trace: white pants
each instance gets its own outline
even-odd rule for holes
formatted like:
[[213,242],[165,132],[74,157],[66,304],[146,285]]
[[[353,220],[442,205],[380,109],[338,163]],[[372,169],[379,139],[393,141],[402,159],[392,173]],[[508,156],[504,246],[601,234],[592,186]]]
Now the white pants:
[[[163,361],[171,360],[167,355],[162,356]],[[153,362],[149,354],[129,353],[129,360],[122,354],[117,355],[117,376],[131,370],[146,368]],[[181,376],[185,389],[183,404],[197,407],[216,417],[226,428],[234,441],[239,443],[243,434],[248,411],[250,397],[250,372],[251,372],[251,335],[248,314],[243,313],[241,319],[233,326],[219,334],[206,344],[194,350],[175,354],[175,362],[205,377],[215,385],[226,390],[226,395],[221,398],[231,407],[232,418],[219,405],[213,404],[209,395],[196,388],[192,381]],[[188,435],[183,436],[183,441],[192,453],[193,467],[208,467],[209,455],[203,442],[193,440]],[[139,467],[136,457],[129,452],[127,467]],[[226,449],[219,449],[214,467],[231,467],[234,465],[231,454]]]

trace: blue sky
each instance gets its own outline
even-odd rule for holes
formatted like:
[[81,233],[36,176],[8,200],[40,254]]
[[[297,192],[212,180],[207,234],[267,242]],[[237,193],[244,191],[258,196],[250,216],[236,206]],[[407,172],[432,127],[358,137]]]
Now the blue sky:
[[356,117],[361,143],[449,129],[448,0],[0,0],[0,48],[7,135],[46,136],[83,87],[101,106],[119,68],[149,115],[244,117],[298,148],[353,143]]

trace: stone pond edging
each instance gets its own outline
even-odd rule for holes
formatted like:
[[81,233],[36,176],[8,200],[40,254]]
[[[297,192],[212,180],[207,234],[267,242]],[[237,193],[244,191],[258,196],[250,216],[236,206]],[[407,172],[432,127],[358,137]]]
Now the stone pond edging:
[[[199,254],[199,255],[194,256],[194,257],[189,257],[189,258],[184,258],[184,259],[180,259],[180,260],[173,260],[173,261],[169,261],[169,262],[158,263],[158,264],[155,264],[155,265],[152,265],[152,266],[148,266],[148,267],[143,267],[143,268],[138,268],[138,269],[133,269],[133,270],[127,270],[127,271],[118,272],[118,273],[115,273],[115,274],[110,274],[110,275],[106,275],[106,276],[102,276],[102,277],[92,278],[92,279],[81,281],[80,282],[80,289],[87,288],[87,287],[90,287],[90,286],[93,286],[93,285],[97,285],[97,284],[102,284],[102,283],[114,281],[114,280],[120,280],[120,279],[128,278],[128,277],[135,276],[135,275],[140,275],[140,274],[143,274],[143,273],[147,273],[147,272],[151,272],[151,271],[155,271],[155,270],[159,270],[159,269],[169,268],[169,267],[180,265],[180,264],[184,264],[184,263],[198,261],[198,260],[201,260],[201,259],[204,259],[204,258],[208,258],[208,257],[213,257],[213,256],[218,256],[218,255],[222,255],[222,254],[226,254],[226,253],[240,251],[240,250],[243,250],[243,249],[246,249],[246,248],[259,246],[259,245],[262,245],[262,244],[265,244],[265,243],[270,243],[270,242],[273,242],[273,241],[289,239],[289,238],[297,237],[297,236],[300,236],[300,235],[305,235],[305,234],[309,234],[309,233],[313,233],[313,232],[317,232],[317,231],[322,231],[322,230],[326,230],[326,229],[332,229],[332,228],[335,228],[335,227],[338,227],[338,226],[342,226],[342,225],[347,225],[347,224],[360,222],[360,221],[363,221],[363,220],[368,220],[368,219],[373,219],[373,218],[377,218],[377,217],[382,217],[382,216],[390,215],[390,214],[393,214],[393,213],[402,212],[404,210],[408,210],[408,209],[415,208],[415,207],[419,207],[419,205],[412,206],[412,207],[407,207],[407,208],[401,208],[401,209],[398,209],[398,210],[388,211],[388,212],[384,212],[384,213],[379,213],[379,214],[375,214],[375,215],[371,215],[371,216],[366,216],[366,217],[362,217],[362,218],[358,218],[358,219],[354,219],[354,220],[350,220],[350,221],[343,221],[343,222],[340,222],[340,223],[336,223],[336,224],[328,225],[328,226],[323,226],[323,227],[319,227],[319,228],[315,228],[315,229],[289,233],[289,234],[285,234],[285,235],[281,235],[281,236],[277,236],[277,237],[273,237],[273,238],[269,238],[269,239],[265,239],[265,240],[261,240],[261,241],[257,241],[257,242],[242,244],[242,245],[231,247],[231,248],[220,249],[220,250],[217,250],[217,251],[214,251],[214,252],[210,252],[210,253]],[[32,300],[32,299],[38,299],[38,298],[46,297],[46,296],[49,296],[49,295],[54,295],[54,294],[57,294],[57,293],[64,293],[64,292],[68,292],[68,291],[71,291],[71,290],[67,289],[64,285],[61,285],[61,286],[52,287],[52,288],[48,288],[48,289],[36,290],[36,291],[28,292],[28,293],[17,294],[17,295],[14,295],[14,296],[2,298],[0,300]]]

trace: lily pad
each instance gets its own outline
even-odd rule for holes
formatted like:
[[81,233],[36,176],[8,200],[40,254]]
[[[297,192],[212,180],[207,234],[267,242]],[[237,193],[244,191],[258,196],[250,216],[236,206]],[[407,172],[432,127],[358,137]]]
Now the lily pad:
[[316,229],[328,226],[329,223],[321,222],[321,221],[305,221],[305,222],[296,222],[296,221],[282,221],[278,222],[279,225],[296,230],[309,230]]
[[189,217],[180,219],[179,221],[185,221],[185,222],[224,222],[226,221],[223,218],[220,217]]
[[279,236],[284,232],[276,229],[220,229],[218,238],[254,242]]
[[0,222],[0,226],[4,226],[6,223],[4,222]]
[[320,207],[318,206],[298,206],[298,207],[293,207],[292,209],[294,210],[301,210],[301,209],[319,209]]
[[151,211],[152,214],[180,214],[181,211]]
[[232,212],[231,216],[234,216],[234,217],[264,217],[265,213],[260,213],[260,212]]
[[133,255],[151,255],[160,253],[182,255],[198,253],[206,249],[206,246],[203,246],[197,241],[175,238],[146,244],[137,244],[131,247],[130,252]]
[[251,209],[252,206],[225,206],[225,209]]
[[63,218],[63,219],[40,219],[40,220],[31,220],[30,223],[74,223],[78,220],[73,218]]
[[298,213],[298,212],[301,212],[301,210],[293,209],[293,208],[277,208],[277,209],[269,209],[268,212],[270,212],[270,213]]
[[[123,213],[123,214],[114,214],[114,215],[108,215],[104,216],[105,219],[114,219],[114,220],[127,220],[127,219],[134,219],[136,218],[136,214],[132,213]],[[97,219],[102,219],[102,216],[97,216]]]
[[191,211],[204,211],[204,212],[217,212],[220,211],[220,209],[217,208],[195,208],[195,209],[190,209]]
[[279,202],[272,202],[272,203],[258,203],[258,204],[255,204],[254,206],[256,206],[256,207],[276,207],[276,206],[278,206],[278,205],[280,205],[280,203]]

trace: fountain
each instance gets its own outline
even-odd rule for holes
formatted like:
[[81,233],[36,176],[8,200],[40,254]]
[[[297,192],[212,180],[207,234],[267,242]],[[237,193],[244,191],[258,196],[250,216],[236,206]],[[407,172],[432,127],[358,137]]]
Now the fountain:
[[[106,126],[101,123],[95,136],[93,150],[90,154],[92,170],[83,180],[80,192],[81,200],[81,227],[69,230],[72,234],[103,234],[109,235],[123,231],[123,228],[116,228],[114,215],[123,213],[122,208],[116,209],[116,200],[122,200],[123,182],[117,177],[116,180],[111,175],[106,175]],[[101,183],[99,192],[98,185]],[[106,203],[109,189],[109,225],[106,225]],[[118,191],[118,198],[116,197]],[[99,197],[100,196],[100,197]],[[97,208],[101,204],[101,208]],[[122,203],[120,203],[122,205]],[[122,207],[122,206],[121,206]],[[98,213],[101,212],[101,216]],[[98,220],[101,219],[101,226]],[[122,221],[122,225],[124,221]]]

### [What to do]
Throughout the material above, find each line with "trace" and return it.

### [Response to this task]
trace: white pants
trace: blue sky
trace: stone pond edging
trace: lily pad
trace: fountain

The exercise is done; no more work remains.